• **PROBLEM DETAILS**
Any pictures in the records below must be left out when you repeat the lines from the line containing "Target = dry stone wall" through the line containing "Target = cow" exactly.

• **GIVEN DATA**
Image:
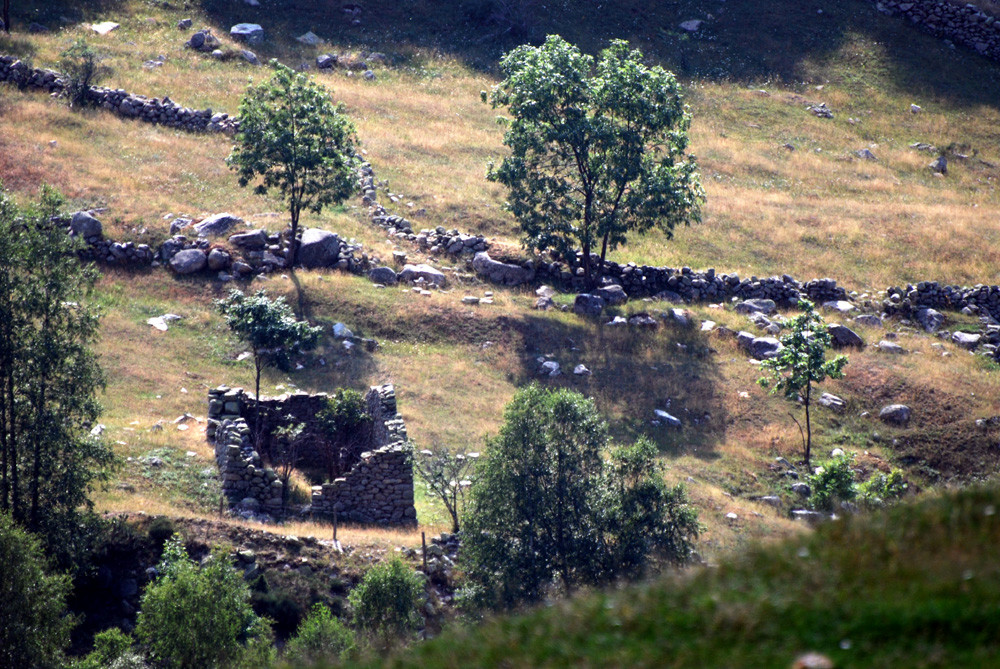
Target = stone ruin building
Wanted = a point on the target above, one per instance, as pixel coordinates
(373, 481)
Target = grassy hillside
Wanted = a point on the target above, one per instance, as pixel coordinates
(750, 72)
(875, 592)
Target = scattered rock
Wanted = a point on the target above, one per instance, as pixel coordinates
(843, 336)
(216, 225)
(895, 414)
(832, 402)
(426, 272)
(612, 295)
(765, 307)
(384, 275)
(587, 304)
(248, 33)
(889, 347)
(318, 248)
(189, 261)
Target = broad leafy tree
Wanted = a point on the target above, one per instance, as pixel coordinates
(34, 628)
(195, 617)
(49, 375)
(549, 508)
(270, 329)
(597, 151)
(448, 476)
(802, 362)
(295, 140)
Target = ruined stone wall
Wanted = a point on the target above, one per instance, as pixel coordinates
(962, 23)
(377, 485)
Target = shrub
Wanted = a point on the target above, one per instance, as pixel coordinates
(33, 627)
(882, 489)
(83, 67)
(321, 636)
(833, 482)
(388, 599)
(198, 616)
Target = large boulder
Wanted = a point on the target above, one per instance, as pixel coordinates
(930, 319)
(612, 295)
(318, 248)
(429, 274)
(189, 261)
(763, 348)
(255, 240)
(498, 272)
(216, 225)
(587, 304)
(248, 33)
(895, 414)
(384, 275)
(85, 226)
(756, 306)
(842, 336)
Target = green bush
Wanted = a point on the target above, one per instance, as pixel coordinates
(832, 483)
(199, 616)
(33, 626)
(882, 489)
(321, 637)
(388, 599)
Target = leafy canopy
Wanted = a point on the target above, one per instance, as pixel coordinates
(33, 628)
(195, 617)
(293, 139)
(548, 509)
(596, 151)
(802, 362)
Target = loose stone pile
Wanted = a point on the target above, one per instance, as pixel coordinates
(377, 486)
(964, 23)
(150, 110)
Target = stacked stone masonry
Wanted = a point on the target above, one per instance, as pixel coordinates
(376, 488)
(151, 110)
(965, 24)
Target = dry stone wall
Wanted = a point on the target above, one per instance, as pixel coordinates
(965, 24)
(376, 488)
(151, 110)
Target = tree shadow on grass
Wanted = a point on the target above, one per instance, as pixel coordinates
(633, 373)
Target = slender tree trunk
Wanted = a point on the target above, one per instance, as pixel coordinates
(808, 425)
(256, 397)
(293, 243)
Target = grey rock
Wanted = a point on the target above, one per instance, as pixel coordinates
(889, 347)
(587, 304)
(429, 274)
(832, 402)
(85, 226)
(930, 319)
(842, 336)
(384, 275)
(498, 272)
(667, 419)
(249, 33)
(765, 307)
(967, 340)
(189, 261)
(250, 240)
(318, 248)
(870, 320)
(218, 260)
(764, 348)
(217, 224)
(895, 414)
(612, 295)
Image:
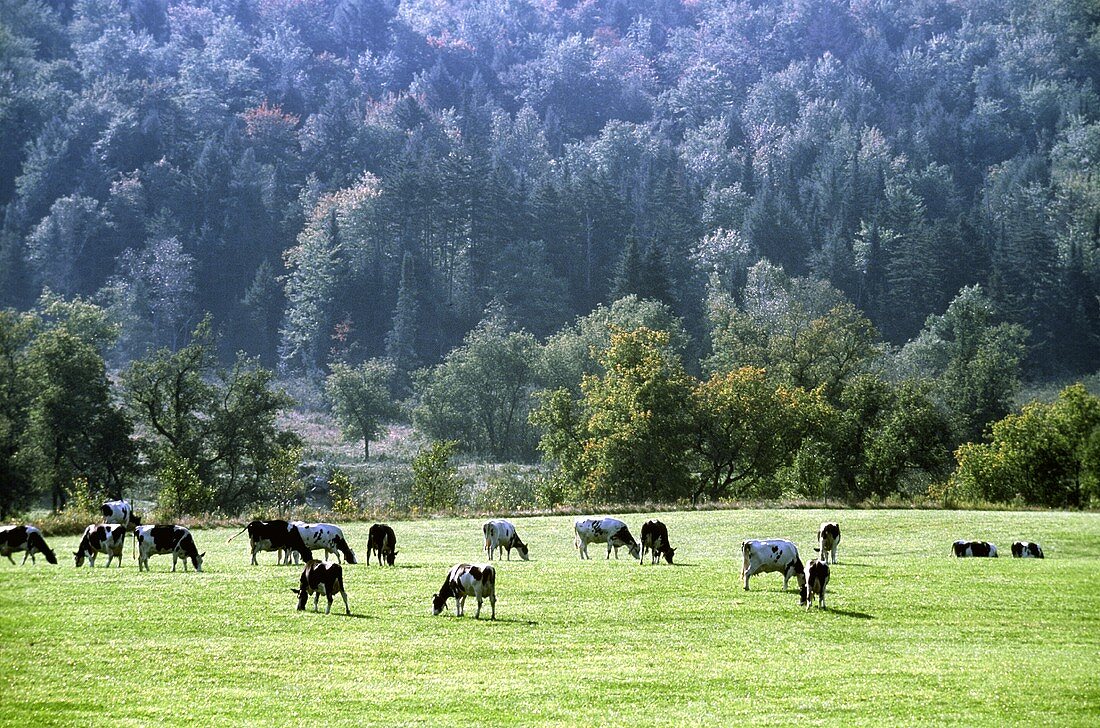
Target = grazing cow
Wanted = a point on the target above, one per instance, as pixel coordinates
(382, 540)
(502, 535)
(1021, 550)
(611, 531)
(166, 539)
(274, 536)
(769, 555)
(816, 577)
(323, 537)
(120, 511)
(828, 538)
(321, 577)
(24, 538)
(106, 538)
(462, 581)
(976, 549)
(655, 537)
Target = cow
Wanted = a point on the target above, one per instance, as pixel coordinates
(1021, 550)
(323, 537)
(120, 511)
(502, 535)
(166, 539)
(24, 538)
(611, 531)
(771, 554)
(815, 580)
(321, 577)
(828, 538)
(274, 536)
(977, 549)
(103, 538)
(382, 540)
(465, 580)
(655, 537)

• **RESPONSE TO THIS TASK**
Target = dry stone wall
Wanted = a point on the target above, one per instance, as pixel coordinates
(965, 24)
(376, 488)
(151, 110)
Target = tree shadow on grass
Wanted = a point on the target above, one per instance, as pixel coordinates
(633, 373)
Target = slender tree trunk
Wanted = a point on the target above, one per instance, as pixel coordinates
(808, 425)
(256, 397)
(293, 243)
Target = grey rock
Wanted = a point on the target above, one per instance, as pixel coordinates
(889, 347)
(587, 304)
(429, 274)
(832, 402)
(85, 226)
(930, 319)
(842, 336)
(384, 275)
(498, 272)
(667, 419)
(249, 33)
(765, 307)
(967, 340)
(189, 261)
(250, 240)
(318, 248)
(870, 320)
(218, 260)
(764, 348)
(217, 224)
(895, 414)
(612, 295)
Image:
Target = grazing cow
Wanted = a point on the target above, one per instance, as pixel coordinates
(382, 540)
(502, 535)
(1021, 550)
(611, 531)
(166, 539)
(274, 536)
(769, 555)
(816, 577)
(323, 537)
(120, 511)
(828, 538)
(321, 577)
(24, 538)
(106, 538)
(462, 581)
(976, 549)
(655, 537)
Target = cow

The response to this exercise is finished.